Steinberg v. U.S. Dep't of Justice, 23 F.3d 548, 551 (D.C. Cir. 1994) (internal citations omitted). An agency may prove the reasonableness of its search through a declaration of a responsible agency official, so long as the declaration reasonably details the documents and justifications for nondisclosure, and is not controverted by contrary evidence or evidence of bad faith. Military Audit Project v. Casey, 656 F.2d 724, 738 (D.C. Cir. 1981). Although the agency is not required to search every record system, it must make a good faith effort to reasonably search systems that are likely to contain records where the requested information is likely to be found. Oglesby v. Dep't of Army, 920 F.2d 57, 68 (D.C. Cir. 1990). The agency declaration can demonstrate reasonableness by "setting forth the search terms and the type of search performed, and averring that all files likely to contain responsive materials (if such records exist) were searched." Sanders v. Obama, 729 F.Supp.2d 148, 155 (D.D.C. 2010), aff'd sub nom., Sanders v. U.S. Dep't of Justice, 10-5273, 2011 WL 1769099 (D.C. Cir. Apr. 21, 2011) (citation omitted). Once an agency has provided adequate affidavits, the burden shifts to the plaintiff to demonstrate that the agency did not make good faith search. Id. The presumption of good faith "cannot be rebutted by purely speculative claims about the existence and discoverability of other documents." SafeCard Servs. v. SEC, 926 F.2d 1197, 1200 (D.C. Cir. 1991) (internal quotation marks omitted).

● Source material
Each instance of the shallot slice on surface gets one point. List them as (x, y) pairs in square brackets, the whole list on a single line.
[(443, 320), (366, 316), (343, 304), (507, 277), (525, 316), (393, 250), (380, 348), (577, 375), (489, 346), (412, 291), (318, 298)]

● Exercises to complete
• 1. In the passage on the reasonableness of agency searches, what kind of claims cannot rebut the presumption of good faith?
• 2. Write what comes next in the passage on the reasonableness of agency searches, starting after its final sentence.

● Set of answers
• 1. Purely speculative claims about the existence and discoverability of other documents.

• 2.
III. ANALYSIS

A. Adequacy of State's search

i. Search of HR

Plaintiffs challenge the decision to limit the search in Grievance by searching only Chandler's personal electronic files. (Pls. Opp'n at 4). Given that Grievance maintained an entire filing cabinet drawer labeled "Wadelton, " Plaintiffs argue it was "patently unreasonable" to search only the Director's email account and personal computer files and not those of other Grievance employees. ( Id. ). Indeed, Plaintiffs list a number of other Grievance staff members (and staff members from other HR components) whom they allege were involved in Wadelton's grievances, and note that Wadelton's original ...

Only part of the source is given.